START Input data

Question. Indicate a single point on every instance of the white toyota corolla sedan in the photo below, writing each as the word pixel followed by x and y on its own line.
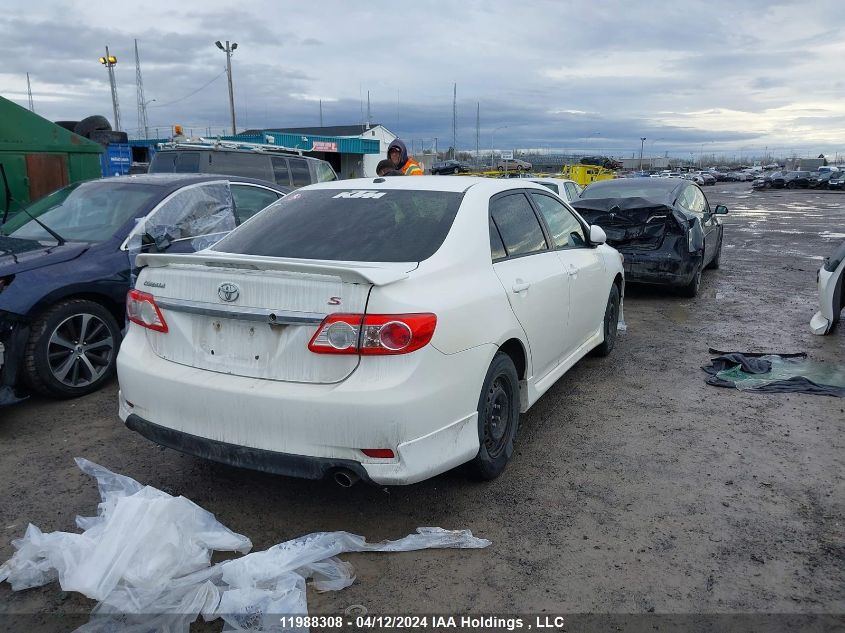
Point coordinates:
pixel 385 330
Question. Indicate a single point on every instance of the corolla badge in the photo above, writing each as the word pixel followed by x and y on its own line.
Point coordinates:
pixel 228 292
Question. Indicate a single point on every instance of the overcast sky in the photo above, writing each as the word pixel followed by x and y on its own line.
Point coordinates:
pixel 701 77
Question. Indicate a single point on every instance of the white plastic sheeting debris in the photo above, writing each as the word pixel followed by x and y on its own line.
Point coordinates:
pixel 146 557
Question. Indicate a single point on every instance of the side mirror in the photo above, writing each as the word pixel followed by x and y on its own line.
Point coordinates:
pixel 161 242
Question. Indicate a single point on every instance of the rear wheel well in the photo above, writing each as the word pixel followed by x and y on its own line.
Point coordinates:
pixel 514 349
pixel 118 311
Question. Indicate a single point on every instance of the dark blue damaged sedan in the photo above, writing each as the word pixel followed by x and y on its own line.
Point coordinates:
pixel 66 264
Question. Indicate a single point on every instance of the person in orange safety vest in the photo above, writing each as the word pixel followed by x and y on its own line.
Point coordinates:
pixel 397 153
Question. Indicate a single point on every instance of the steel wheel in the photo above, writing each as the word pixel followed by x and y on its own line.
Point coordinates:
pixel 498 418
pixel 80 350
pixel 611 323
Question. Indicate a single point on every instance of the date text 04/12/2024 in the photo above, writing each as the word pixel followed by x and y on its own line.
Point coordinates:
pixel 423 622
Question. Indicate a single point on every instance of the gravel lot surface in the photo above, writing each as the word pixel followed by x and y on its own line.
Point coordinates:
pixel 637 488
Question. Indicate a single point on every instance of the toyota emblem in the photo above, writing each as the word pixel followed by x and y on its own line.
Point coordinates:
pixel 228 292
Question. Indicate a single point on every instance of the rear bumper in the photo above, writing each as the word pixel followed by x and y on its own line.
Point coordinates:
pixel 242 456
pixel 422 406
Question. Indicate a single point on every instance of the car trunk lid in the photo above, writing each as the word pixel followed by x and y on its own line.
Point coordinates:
pixel 254 316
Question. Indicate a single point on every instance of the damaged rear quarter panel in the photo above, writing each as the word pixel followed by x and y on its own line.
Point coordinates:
pixel 661 243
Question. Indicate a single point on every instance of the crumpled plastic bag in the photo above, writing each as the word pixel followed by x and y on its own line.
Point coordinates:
pixel 146 558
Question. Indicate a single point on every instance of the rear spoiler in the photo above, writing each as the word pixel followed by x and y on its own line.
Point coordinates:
pixel 378 274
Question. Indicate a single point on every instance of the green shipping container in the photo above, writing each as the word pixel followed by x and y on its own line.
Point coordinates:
pixel 39 157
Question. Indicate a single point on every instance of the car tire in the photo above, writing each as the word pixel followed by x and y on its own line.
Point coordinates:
pixel 498 418
pixel 611 323
pixel 692 288
pixel 714 263
pixel 55 362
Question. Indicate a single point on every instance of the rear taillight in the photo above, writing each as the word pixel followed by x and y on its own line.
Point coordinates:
pixel 373 334
pixel 141 308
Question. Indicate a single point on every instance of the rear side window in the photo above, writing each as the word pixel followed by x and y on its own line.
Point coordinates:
pixel 497 247
pixel 349 225
pixel 517 224
pixel 566 231
pixel 280 170
pixel 299 172
pixel 249 200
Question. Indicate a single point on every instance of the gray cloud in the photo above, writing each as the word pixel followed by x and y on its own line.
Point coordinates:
pixel 597 77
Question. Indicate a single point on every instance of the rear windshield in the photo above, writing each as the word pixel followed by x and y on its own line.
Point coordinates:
pixel 354 225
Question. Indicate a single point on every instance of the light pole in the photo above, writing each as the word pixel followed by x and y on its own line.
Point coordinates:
pixel 109 61
pixel 642 144
pixel 147 127
pixel 492 134
pixel 229 50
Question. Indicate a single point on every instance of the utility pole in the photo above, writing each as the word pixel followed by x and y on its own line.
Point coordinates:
pixel 229 50
pixel 642 144
pixel 477 128
pixel 454 119
pixel 109 61
pixel 142 103
pixel 29 92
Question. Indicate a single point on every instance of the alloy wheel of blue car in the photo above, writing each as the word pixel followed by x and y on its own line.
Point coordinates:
pixel 81 350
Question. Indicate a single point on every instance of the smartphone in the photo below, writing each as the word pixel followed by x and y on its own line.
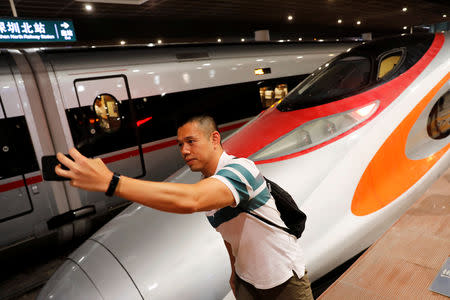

END Input data

Return, from the material above, every line with the word "wheel".

▶ The completed task:
Question. Indicate a single point on every instance of the rear wheel well in the photo above, writing each as the word pixel followed by x and y on its own line.
Question. Indicate a single point on every instance of the steel wheel in the photo above, writing each as the word pixel followed by x and y on its own line.
Question. Indicate a single point on every instance of the alloy wheel of blue car in the photo above, writing each as the word pixel followed by x and y on its own line.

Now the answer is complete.